SHORT EXERCISE
Gather and copy out each of the lines below that contains the word "dark". Case counts.

___ RECORDS SUPPLIED ___

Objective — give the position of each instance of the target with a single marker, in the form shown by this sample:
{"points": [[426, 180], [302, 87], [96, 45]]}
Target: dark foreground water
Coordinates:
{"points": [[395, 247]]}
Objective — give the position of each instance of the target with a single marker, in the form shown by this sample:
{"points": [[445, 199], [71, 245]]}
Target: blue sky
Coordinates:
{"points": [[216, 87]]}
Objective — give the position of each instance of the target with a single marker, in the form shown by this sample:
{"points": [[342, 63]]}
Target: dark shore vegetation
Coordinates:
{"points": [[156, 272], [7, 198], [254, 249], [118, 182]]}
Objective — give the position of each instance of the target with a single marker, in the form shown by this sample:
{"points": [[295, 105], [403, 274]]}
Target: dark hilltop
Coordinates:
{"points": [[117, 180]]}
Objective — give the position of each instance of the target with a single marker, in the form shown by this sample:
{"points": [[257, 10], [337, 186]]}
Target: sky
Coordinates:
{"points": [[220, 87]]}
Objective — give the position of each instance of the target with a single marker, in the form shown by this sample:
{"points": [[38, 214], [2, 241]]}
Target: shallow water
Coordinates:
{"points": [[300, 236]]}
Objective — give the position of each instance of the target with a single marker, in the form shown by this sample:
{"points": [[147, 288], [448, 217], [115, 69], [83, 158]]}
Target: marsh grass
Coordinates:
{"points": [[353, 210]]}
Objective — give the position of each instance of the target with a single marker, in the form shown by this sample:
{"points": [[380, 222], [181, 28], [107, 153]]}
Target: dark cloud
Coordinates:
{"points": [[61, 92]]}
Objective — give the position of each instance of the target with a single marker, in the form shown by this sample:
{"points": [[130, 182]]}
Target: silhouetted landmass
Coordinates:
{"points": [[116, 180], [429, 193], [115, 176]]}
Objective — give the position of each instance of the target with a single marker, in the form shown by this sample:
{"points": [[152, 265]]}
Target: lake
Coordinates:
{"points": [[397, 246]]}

___

SOLUTION TO THE EXERCISE
Target: dark foreground water
Target: dark shore vegetation
Target: dark hilltop
Target: dark cloud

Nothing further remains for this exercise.